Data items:
== == ==
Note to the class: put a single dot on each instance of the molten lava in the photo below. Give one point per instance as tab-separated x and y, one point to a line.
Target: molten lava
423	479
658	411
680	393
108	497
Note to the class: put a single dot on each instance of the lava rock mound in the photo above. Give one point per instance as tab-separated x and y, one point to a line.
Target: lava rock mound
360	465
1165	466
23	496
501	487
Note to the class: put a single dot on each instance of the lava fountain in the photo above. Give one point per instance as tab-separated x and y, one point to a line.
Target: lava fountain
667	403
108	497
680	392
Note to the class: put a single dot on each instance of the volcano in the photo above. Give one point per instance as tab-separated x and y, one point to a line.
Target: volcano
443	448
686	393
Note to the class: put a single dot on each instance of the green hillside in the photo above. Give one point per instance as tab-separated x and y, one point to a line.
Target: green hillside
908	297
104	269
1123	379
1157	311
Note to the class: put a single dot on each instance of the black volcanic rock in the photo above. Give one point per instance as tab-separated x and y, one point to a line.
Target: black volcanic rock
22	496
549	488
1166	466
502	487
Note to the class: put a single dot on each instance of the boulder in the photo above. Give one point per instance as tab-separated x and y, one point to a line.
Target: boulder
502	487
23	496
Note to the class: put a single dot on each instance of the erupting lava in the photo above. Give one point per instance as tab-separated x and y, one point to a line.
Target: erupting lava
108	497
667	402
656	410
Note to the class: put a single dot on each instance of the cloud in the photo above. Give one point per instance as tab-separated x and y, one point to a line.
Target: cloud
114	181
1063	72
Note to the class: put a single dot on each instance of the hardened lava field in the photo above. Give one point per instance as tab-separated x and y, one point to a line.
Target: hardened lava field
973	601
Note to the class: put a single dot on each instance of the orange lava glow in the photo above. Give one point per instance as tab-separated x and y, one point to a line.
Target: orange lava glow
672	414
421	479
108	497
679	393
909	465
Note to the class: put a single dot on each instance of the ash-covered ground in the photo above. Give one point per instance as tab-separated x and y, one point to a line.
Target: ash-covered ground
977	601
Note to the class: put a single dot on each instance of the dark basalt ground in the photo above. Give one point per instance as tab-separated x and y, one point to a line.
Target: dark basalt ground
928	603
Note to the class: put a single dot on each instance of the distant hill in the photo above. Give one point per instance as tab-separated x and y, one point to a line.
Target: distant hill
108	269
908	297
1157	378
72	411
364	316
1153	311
== == ==
- _YOUR GOAL_: Include both ends. Return the line holding "of the hardened" and all lines after it in the records above, exactly as written.

- _SOLUTION TO THIS PROBLEM_:
Note to the class: put a single dot on each instance of the hardened lava field in the photo above. Give one point per instance as tab-separated x and y, one point to a line.
Target: hardened lava field
973	601
Note to the class: put a single dot on each instance of the orange lava glow in the photo above. Give one point per instance as tab-separated x and y, one point to a line.
Target: orange lava glow
672	414
421	479
108	497
679	393
909	465
Note to the class: put a single dot on each instance of the ash-covered ground in the photo above. Give one point per instance as tab-separated x and y, one point to a line.
Target: ash-covered ground
977	601
Note to the class: put a single dot on each instance of the dark basalt ground in the photo above. Give one point per instance as tab-separated x and y, one point to a line.
Target: dark basalt ground
928	603
Note to the class: put a single dot on each instance of the distant hill in the photo above. Give one point per instance as tab-separated x and y, one point to a line.
Target: distant hill
108	269
908	297
1157	378
72	411
364	316
1153	311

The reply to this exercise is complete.